Instruction |
Rewrite the records below as a numbered list, one line per item, leaving out the blank lines.
────────────────────────────────────────
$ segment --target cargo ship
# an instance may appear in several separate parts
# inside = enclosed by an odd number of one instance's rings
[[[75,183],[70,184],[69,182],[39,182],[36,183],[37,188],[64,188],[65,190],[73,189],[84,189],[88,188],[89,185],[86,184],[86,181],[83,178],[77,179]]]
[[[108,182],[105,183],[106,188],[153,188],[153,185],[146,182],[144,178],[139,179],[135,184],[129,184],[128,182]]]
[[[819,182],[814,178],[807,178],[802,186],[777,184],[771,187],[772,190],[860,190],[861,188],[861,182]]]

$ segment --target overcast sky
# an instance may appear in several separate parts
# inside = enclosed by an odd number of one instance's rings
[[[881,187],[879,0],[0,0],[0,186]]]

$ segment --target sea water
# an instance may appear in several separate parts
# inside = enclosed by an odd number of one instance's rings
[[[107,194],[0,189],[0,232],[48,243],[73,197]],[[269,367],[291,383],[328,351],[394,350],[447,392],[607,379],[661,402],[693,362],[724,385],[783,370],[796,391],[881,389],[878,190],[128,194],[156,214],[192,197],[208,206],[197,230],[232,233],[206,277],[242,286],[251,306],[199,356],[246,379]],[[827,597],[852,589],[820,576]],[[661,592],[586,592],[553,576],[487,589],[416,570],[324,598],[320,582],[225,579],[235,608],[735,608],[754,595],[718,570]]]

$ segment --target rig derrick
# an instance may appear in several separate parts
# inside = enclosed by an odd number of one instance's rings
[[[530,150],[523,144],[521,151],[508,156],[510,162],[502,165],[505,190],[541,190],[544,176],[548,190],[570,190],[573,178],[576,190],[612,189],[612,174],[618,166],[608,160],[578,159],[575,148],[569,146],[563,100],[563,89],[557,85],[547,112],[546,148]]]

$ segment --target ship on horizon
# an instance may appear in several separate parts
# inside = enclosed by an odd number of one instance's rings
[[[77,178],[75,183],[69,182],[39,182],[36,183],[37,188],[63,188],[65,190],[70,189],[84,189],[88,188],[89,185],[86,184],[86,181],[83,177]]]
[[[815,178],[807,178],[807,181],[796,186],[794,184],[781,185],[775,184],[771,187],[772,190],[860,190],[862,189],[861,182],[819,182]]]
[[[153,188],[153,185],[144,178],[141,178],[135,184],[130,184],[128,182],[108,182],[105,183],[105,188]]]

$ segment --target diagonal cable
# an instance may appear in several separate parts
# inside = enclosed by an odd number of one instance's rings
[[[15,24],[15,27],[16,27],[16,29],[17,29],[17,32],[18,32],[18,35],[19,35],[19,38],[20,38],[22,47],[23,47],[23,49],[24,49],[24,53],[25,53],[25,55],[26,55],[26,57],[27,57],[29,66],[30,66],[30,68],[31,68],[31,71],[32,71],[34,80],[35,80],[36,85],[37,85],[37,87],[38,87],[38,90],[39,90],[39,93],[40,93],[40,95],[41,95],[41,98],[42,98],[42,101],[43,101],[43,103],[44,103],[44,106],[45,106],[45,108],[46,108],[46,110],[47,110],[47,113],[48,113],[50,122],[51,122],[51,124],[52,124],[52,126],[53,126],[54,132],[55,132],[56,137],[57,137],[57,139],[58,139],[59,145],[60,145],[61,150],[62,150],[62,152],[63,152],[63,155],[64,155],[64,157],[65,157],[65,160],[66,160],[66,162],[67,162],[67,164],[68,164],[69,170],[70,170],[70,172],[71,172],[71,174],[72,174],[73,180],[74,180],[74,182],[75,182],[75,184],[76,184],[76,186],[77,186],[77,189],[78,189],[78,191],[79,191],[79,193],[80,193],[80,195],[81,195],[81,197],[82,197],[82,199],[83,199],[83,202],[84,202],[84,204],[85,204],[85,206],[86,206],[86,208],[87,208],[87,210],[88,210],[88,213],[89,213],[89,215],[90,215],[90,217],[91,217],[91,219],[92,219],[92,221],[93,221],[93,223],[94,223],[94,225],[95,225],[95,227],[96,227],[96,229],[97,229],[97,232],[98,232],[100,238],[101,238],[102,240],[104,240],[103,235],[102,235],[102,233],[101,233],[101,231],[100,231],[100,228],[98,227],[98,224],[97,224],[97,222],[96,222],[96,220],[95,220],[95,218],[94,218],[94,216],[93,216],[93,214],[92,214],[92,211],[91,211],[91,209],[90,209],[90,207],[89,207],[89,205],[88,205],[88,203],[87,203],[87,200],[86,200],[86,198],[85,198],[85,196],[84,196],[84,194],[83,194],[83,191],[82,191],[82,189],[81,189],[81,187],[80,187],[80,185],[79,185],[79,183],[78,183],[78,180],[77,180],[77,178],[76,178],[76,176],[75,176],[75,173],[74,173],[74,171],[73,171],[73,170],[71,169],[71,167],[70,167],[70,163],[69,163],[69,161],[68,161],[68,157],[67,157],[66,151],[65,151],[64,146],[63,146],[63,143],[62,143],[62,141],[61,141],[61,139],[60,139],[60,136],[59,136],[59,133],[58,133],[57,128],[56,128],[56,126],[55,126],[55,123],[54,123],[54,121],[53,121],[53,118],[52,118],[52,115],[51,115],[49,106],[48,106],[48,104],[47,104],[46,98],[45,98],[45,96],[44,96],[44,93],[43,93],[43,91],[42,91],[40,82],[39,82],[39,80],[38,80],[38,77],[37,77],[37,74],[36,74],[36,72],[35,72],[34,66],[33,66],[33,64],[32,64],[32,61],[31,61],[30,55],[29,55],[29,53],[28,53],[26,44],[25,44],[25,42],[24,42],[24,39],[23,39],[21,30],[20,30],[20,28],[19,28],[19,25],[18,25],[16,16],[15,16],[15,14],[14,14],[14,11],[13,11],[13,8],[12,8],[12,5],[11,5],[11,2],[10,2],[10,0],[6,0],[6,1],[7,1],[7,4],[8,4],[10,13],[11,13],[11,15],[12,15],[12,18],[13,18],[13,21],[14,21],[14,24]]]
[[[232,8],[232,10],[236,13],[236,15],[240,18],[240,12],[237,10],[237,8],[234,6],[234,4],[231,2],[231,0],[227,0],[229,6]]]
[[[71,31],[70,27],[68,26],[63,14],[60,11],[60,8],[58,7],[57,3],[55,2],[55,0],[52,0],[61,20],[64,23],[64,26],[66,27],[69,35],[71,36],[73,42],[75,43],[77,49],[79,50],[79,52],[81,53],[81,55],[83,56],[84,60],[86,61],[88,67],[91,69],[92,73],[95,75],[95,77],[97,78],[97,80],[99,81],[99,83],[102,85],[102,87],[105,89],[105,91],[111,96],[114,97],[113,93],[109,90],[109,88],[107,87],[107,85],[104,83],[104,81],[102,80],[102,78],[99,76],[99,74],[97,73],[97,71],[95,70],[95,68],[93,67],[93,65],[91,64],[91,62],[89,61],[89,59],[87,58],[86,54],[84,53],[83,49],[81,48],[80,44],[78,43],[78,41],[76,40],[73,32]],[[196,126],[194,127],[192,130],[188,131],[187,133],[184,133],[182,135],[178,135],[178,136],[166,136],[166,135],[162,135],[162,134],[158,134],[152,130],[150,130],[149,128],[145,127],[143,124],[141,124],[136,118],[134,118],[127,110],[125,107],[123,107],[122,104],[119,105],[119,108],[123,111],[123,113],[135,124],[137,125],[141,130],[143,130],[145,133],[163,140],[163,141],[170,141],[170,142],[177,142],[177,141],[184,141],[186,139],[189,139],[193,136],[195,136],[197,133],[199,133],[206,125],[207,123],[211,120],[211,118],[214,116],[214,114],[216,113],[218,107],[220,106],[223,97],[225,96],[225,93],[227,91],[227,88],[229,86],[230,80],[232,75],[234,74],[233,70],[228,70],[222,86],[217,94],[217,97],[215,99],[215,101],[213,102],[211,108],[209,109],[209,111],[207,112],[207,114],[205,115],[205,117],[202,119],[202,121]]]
────────────────────────────────────────
Solved exercise |
1. $ segment --target cargo ship
2. # an instance may appear in several separate parts
3. # inside = enclosed by an odd number of one instance's rings
4. [[[75,183],[70,184],[69,182],[39,182],[36,183],[37,188],[64,188],[65,190],[73,189],[84,189],[88,188],[89,185],[86,184],[86,181],[83,178],[77,179]]]
5. [[[108,182],[105,183],[106,188],[153,188],[153,185],[146,182],[144,178],[139,179],[135,184],[129,184],[128,182]]]
6. [[[819,182],[814,178],[807,178],[802,186],[777,184],[771,187],[772,190],[860,190],[861,188],[861,182]]]
7. $ segment --target overcast sky
8. # an instance may appear in several separate parts
9. # inside = enclosed by an odd number of one instance's rings
10. [[[881,187],[879,0],[0,0],[0,186]]]
11. $ segment --target sea water
12. # an instance may appear in several separate parts
13. # inside = enclosed by an odd number of one instance's rings
14. [[[107,194],[0,189],[0,232],[48,243],[73,197]],[[269,367],[291,383],[328,351],[394,350],[447,392],[607,379],[661,402],[693,362],[724,385],[783,370],[796,391],[881,389],[878,190],[128,194],[156,214],[192,197],[208,206],[197,230],[232,233],[206,277],[242,286],[251,306],[199,356],[246,379]],[[827,597],[852,589],[820,576]],[[661,592],[586,592],[553,576],[487,589],[416,570],[324,598],[320,582],[225,579],[235,608],[735,608],[754,595],[718,570]]]
15. $ segment --target rig derrick
16. # an instance may appear in several separate parts
17. # inside = enclosed by an odd number of one instance's rings
18. [[[530,150],[523,144],[521,151],[508,156],[510,162],[502,165],[505,190],[541,190],[544,176],[548,190],[570,190],[573,178],[576,190],[612,189],[612,174],[618,166],[608,160],[578,159],[575,148],[569,146],[563,100],[563,89],[557,85],[547,112],[546,148]]]
19. $ segment --target ship on horizon
20. # an instance may appear in several separate parts
21. # inside = enclosed by an odd number of one instance's rings
22. [[[77,178],[75,183],[69,182],[39,182],[36,183],[37,188],[63,188],[65,190],[70,189],[84,189],[88,188],[89,185],[86,184],[86,181],[83,177]]]
23. [[[815,178],[807,178],[807,181],[796,186],[794,184],[781,185],[775,184],[771,187],[772,190],[860,190],[862,189],[861,182],[819,182]]]
24. [[[153,188],[153,185],[144,178],[141,178],[135,184],[130,184],[128,182],[108,182],[105,183],[105,188]]]
25. $ segment --target diagonal cable
26. # an instance may appear in several separate parts
27. # inside = enclosed by an odd number of one instance's rings
28. [[[15,24],[15,27],[16,27],[16,29],[17,29],[17,32],[18,32],[18,35],[19,35],[19,38],[20,38],[22,47],[23,47],[23,49],[24,49],[24,53],[25,53],[25,55],[26,55],[26,57],[27,57],[29,66],[30,66],[30,68],[31,68],[31,71],[32,71],[34,80],[35,80],[36,85],[37,85],[37,87],[38,87],[38,90],[39,90],[39,93],[40,93],[40,95],[41,95],[41,98],[42,98],[42,101],[43,101],[43,103],[44,103],[44,106],[45,106],[45,108],[46,108],[46,110],[47,110],[47,113],[48,113],[50,122],[51,122],[51,124],[52,124],[52,126],[53,126],[54,132],[55,132],[56,137],[57,137],[57,139],[58,139],[59,145],[60,145],[61,150],[62,150],[62,152],[63,152],[63,155],[64,155],[64,157],[65,157],[65,160],[66,160],[66,162],[67,162],[67,164],[68,164],[69,170],[70,170],[70,172],[71,172],[71,174],[72,174],[73,180],[74,180],[74,182],[75,182],[75,184],[76,184],[76,186],[77,186],[77,189],[78,189],[78,191],[79,191],[79,193],[80,193],[80,195],[81,195],[81,197],[82,197],[82,199],[83,199],[83,202],[84,202],[84,204],[85,204],[85,206],[86,206],[86,208],[87,208],[87,210],[88,210],[88,213],[89,213],[89,215],[90,215],[90,217],[91,217],[91,219],[92,219],[92,221],[93,221],[93,223],[94,223],[94,225],[95,225],[95,227],[96,227],[96,229],[97,229],[97,232],[98,232],[100,238],[101,238],[102,240],[104,240],[103,235],[102,235],[102,233],[101,233],[101,231],[100,231],[100,228],[98,227],[98,224],[97,224],[97,222],[96,222],[96,220],[95,220],[95,218],[94,218],[94,216],[93,216],[93,214],[92,214],[92,211],[91,211],[91,209],[90,209],[90,207],[89,207],[89,205],[88,205],[88,203],[87,203],[87,200],[86,200],[86,198],[85,198],[85,196],[84,196],[84,194],[83,194],[83,191],[82,191],[82,189],[81,189],[81,187],[80,187],[80,185],[79,185],[79,183],[78,183],[78,180],[77,180],[77,178],[76,178],[76,176],[75,176],[75,173],[74,173],[74,171],[73,171],[73,170],[71,169],[71,167],[70,167],[70,163],[69,163],[69,161],[68,161],[68,157],[67,157],[66,151],[65,151],[64,146],[63,146],[63,143],[62,143],[62,141],[61,141],[61,139],[60,139],[60,136],[59,136],[59,133],[58,133],[57,128],[56,128],[56,126],[55,126],[55,123],[54,123],[54,121],[53,121],[53,118],[52,118],[52,115],[51,115],[49,106],[48,106],[48,104],[47,104],[46,98],[45,98],[45,96],[44,96],[44,93],[43,93],[43,91],[42,91],[40,82],[39,82],[39,80],[38,80],[38,77],[37,77],[37,74],[36,74],[36,72],[35,72],[34,66],[33,66],[33,64],[32,64],[32,61],[31,61],[30,55],[29,55],[29,53],[28,53],[26,44],[25,44],[25,42],[24,42],[24,39],[23,39],[21,30],[20,30],[20,28],[19,28],[19,25],[18,25],[16,16],[15,16],[15,14],[14,14],[14,11],[13,11],[13,8],[12,8],[12,5],[11,5],[11,2],[10,2],[10,0],[6,0],[6,1],[7,1],[7,4],[8,4],[10,13],[11,13],[11,15],[12,15],[12,18],[13,18],[13,21],[14,21],[14,24]]]
29. [[[232,8],[232,10],[236,13],[236,15],[240,18],[240,12],[237,10],[237,8],[234,6],[234,4],[231,2],[231,0],[227,0],[229,6]]]
30. [[[71,31],[70,27],[68,26],[63,14],[60,11],[60,8],[58,7],[57,3],[55,2],[55,0],[52,0],[61,20],[64,23],[64,26],[66,27],[69,35],[71,36],[73,42],[75,43],[77,49],[79,50],[79,52],[81,53],[81,55],[83,56],[84,60],[86,61],[88,67],[91,69],[92,73],[95,75],[95,77],[97,78],[97,80],[99,81],[99,83],[102,85],[102,87],[105,89],[105,91],[111,96],[114,97],[113,93],[109,90],[109,88],[107,87],[107,85],[104,83],[104,81],[102,80],[102,78],[99,76],[99,74],[97,73],[97,71],[95,70],[95,68],[93,67],[93,65],[91,64],[91,62],[89,61],[89,59],[87,58],[86,54],[84,53],[83,49],[81,48],[80,44],[78,43],[78,41],[76,40],[73,32]],[[196,126],[194,127],[192,130],[188,131],[187,133],[184,133],[182,135],[178,135],[178,136],[166,136],[166,135],[162,135],[162,134],[158,134],[152,130],[150,130],[149,128],[145,127],[143,124],[141,124],[136,118],[134,118],[127,110],[125,107],[123,107],[122,104],[119,105],[119,108],[123,111],[123,113],[135,124],[137,125],[141,130],[143,130],[145,133],[163,140],[163,141],[170,141],[170,142],[177,142],[177,141],[184,141],[186,139],[189,139],[193,136],[195,136],[197,133],[199,133],[206,125],[207,123],[211,120],[211,118],[214,116],[214,114],[216,113],[218,107],[220,106],[223,97],[225,96],[225,93],[227,91],[227,88],[229,86],[230,80],[232,75],[234,74],[233,70],[228,70],[222,86],[217,94],[217,97],[215,99],[215,101],[213,102],[211,108],[209,109],[209,111],[207,112],[207,114],[205,115],[205,117],[202,119],[202,121]]]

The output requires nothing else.